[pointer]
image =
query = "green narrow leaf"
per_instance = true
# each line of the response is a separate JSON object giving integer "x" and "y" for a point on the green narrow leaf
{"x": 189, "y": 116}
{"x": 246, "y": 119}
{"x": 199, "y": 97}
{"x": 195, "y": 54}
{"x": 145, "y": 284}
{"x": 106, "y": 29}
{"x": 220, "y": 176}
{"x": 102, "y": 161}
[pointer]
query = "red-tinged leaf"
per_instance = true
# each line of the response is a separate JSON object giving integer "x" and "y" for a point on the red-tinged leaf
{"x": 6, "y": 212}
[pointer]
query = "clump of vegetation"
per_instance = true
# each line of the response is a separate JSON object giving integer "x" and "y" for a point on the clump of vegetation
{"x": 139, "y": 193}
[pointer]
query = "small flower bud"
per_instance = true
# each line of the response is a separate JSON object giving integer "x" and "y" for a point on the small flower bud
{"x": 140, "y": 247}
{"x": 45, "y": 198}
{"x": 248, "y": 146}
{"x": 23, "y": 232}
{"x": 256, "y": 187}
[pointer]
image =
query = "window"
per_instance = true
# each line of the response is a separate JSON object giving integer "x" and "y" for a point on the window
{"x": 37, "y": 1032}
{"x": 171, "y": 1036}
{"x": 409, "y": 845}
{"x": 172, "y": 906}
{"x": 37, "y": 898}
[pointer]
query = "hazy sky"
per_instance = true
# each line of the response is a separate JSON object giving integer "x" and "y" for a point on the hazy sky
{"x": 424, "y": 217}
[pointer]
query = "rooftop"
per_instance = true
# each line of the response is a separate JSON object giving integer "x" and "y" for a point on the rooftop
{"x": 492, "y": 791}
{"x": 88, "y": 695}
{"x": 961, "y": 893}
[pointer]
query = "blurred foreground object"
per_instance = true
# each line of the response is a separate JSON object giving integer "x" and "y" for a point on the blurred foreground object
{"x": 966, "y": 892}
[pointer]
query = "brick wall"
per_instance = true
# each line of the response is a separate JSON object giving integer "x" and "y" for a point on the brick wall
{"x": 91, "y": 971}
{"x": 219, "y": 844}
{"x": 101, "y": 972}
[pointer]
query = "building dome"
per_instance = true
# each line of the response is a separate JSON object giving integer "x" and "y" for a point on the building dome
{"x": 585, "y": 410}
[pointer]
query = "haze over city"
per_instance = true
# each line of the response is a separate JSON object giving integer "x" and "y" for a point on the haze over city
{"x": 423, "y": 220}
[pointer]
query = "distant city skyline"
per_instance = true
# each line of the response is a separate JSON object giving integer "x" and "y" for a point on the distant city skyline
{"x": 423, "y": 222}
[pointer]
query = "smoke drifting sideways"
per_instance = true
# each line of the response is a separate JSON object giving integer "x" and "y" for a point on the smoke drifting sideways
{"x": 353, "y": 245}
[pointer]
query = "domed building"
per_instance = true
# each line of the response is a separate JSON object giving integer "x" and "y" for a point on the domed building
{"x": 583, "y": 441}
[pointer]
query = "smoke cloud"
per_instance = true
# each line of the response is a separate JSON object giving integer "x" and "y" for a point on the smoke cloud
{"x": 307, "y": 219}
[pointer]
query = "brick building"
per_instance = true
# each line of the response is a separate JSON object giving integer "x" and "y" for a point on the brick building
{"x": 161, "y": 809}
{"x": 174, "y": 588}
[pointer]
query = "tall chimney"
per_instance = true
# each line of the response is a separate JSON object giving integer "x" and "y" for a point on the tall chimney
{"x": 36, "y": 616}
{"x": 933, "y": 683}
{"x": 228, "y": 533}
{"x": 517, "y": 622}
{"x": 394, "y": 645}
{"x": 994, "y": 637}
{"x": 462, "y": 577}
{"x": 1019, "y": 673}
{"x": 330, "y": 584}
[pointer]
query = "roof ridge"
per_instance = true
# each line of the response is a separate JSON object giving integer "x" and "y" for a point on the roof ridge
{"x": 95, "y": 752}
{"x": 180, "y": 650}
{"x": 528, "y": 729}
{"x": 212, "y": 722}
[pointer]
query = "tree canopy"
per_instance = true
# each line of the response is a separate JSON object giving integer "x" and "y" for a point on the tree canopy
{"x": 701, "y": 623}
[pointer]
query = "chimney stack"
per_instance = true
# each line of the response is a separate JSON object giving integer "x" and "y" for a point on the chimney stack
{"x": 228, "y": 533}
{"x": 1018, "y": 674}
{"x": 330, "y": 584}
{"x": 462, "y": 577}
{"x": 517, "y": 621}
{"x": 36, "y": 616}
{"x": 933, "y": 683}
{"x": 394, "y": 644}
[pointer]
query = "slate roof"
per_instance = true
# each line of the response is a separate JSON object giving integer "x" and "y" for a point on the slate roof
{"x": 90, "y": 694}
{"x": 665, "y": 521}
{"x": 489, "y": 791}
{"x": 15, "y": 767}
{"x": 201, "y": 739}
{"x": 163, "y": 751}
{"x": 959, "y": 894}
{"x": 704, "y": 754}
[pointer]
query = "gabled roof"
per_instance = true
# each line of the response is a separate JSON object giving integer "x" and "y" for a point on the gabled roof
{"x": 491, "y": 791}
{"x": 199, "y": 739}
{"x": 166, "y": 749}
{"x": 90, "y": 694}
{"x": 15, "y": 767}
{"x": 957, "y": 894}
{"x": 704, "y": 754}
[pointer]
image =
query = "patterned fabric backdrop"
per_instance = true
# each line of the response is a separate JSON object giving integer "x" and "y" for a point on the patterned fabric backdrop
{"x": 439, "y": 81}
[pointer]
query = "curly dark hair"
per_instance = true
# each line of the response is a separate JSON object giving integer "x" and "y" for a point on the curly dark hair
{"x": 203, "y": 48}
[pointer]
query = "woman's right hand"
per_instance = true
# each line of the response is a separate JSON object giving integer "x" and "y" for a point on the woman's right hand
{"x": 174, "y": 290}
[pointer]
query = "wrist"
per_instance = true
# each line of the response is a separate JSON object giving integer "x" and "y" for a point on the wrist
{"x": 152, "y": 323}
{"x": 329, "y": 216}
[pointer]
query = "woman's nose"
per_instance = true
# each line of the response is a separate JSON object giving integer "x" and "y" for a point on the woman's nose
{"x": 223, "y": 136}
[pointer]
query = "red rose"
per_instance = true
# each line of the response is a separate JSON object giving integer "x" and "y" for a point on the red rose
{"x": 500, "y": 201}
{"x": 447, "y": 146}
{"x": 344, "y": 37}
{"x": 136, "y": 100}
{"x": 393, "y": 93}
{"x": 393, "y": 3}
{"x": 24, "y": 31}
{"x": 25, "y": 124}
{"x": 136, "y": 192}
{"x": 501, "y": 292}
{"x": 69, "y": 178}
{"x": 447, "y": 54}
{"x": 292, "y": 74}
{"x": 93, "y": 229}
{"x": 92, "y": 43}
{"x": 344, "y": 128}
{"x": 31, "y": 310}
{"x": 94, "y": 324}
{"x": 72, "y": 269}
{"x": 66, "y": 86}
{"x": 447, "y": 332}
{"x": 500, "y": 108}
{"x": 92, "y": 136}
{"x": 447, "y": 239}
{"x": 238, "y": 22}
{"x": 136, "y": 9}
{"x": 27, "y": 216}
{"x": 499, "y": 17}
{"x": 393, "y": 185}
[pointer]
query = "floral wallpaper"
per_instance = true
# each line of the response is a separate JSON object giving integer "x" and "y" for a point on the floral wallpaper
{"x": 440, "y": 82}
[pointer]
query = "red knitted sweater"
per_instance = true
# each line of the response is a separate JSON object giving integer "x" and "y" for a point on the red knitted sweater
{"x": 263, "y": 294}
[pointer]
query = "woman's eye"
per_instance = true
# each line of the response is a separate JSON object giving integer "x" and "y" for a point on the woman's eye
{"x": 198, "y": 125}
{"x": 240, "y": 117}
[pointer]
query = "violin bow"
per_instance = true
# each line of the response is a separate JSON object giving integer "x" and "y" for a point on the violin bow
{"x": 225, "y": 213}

DIRECTIONS: None of the records may be left out; each is to be restated exactly.

RESULT:
[pointer]
image =
query = "green narrow leaf"
per_instance = true
# each line of the response is a separate JSON object giving integer "x" and "y" for a point on the green narrow leaf
{"x": 189, "y": 116}
{"x": 246, "y": 119}
{"x": 199, "y": 97}
{"x": 195, "y": 54}
{"x": 145, "y": 284}
{"x": 106, "y": 29}
{"x": 220, "y": 176}
{"x": 102, "y": 161}
[pointer]
query = "red-tinged leaf"
per_instance = true
# each line of the response is a separate JSON object giving integer "x" and "y" for a point on the red-tinged leaf
{"x": 6, "y": 212}
[pointer]
query = "clump of vegetation"
per_instance = true
# each line of the response is a separate JSON object giving integer "x" and "y" for a point on the clump of vegetation
{"x": 139, "y": 193}
[pointer]
query = "small flower bud"
per_instance = true
# each line of the response is a separate JSON object giving integer "x" and "y" for a point on the small flower bud
{"x": 140, "y": 247}
{"x": 45, "y": 198}
{"x": 248, "y": 146}
{"x": 23, "y": 232}
{"x": 256, "y": 187}
[pointer]
image =
query = "window"
per_instance = true
# each line of the response is a separate JSON object giving integer "x" and "y" for a point on the window
{"x": 37, "y": 1032}
{"x": 171, "y": 1036}
{"x": 409, "y": 845}
{"x": 172, "y": 906}
{"x": 37, "y": 898}
[pointer]
query = "hazy sky"
per_instance = true
# each line of the response is a separate JSON object giving integer "x" and "y" for a point on the hazy sky
{"x": 424, "y": 217}
[pointer]
query = "rooftop"
per_instance = true
# each line of the response is a separate JSON object giving integer "x" and "y" for a point on the rooftop
{"x": 492, "y": 791}
{"x": 88, "y": 695}
{"x": 961, "y": 893}
[pointer]
query = "blurred foreground object"
per_instance = true
# each line of the response is a separate JSON object giving integer "x" and "y" for a point on the blurred foreground object
{"x": 966, "y": 892}
[pointer]
query = "brick wall"
per_instance = true
# each line of the response is a separate JSON object giving integer "x" and "y" for a point on the brick wall
{"x": 91, "y": 971}
{"x": 219, "y": 844}
{"x": 101, "y": 972}
[pointer]
query = "building dome"
per_instance = true
# each line of the response is a separate JSON object giving integer "x" and "y" for a point on the building dome
{"x": 585, "y": 410}
[pointer]
query = "haze over city"
per_instance = true
# each line of the response is a separate JSON object giving integer "x" and "y" for a point on the haze over city
{"x": 423, "y": 220}
[pointer]
query = "distant city skyline"
per_instance = true
# each line of the response is a separate JSON object giving integer "x" and "y" for a point on the distant city skyline
{"x": 423, "y": 222}
[pointer]
query = "smoke drifting sideways"
per_instance = true
# each line of the response is a separate JSON object giving integer "x" and "y" for a point on the smoke drifting sideways
{"x": 353, "y": 245}
[pointer]
query = "domed building"
per_instance = true
# each line of the response is a separate JSON object giving integer "x" and "y" for a point on the domed building
{"x": 583, "y": 441}
[pointer]
query = "smoke cloud"
per_instance = true
# each line of the response is a separate JSON object giving integer "x" and "y" for a point on the smoke cloud
{"x": 307, "y": 219}
[pointer]
query = "brick building"
per_instance = true
# each line of the response is a separate JSON object giving integer "x" and "y" for a point on the brick building
{"x": 161, "y": 809}
{"x": 174, "y": 588}
[pointer]
query = "tall chimney"
per_instance = true
# each line of the response is a separate JSON object giving integer "x" and "y" for a point on the tall chimney
{"x": 36, "y": 616}
{"x": 933, "y": 683}
{"x": 228, "y": 533}
{"x": 517, "y": 622}
{"x": 394, "y": 645}
{"x": 994, "y": 637}
{"x": 462, "y": 577}
{"x": 1019, "y": 673}
{"x": 330, "y": 584}
[pointer]
query = "roof ridge"
per_instance = true
# each line of the response is a separate JSON object giving integer "x" and "y" for a point on the roof ridge
{"x": 95, "y": 752}
{"x": 180, "y": 650}
{"x": 528, "y": 729}
{"x": 212, "y": 722}
[pointer]
query = "tree canopy"
per_instance = true
# each line of the response is a separate JSON object giving integer "x" and "y" for a point on the tree canopy
{"x": 701, "y": 623}
[pointer]
query = "chimney stack"
per_instance = true
# each line of the response is a separate JSON object giving integer "x" and "y" for a point on the chimney stack
{"x": 228, "y": 533}
{"x": 1018, "y": 674}
{"x": 330, "y": 584}
{"x": 462, "y": 577}
{"x": 517, "y": 621}
{"x": 36, "y": 616}
{"x": 933, "y": 683}
{"x": 394, "y": 644}
[pointer]
query = "slate roof"
per_instance = true
# each line of the response is a separate JSON object giving integer "x" and "y" for a point on the slate roof
{"x": 90, "y": 694}
{"x": 665, "y": 521}
{"x": 489, "y": 791}
{"x": 15, "y": 767}
{"x": 201, "y": 739}
{"x": 163, "y": 751}
{"x": 959, "y": 894}
{"x": 704, "y": 754}
[pointer]
query = "gabled roof"
per_instance = true
# each line of the response is a separate JSON object giving integer "x" and "y" for a point on the gabled roof
{"x": 491, "y": 791}
{"x": 199, "y": 739}
{"x": 166, "y": 749}
{"x": 90, "y": 694}
{"x": 15, "y": 767}
{"x": 957, "y": 894}
{"x": 704, "y": 754}
[pointer]
image =
query = "patterned fabric backdrop"
per_instance = true
# each line of the response is a separate JSON object giving integer "x" and "y" for a point on the patterned fabric backdrop
{"x": 439, "y": 81}
[pointer]
query = "curly dark hair"
per_instance = true
# each line of the response is a separate JSON object giving integer "x" and "y" for a point on the curly dark hair
{"x": 203, "y": 48}
[pointer]
query = "woman's right hand"
per_instance = true
# each line of the response is a separate JSON object giving integer "x" and "y" for a point on the woman's right hand
{"x": 174, "y": 290}
[pointer]
query = "wrist"
per_instance = true
# each line of the response is a separate JSON object giving integer "x" and "y" for a point on the wrist
{"x": 152, "y": 323}
{"x": 329, "y": 216}
[pointer]
query = "woman's nose"
per_instance = true
# each line of the response is a separate JSON object giving integer "x" and "y" for a point on the woman's nose
{"x": 223, "y": 136}
[pointer]
query = "red rose"
per_instance = true
# each line of the response is a separate JSON object giving integer "x" and "y" for a point on the red rose
{"x": 500, "y": 201}
{"x": 447, "y": 146}
{"x": 344, "y": 37}
{"x": 136, "y": 100}
{"x": 393, "y": 93}
{"x": 393, "y": 3}
{"x": 24, "y": 31}
{"x": 25, "y": 124}
{"x": 136, "y": 192}
{"x": 501, "y": 292}
{"x": 69, "y": 178}
{"x": 447, "y": 54}
{"x": 292, "y": 74}
{"x": 93, "y": 229}
{"x": 92, "y": 43}
{"x": 344, "y": 128}
{"x": 31, "y": 310}
{"x": 94, "y": 324}
{"x": 72, "y": 269}
{"x": 66, "y": 86}
{"x": 447, "y": 332}
{"x": 500, "y": 108}
{"x": 92, "y": 136}
{"x": 447, "y": 239}
{"x": 238, "y": 22}
{"x": 136, "y": 9}
{"x": 27, "y": 216}
{"x": 499, "y": 17}
{"x": 393, "y": 185}
[pointer]
query = "floral wallpaper"
per_instance = true
# each line of the response is a separate JSON object giving integer "x" and "y" for a point on the floral wallpaper
{"x": 440, "y": 82}
[pointer]
query = "red knitted sweater"
per_instance = true
# each line of the response is a separate JSON object giving integer "x" and "y" for a point on the red knitted sweater
{"x": 263, "y": 294}
[pointer]
query = "woman's eye"
per_instance = true
# each line of the response is a separate JSON object giving integer "x" and "y" for a point on the woman's eye
{"x": 198, "y": 125}
{"x": 240, "y": 117}
[pointer]
query = "violin bow"
per_instance = true
# each line of the response is a separate JSON object giving integer "x" and "y" for a point on the violin bow
{"x": 225, "y": 213}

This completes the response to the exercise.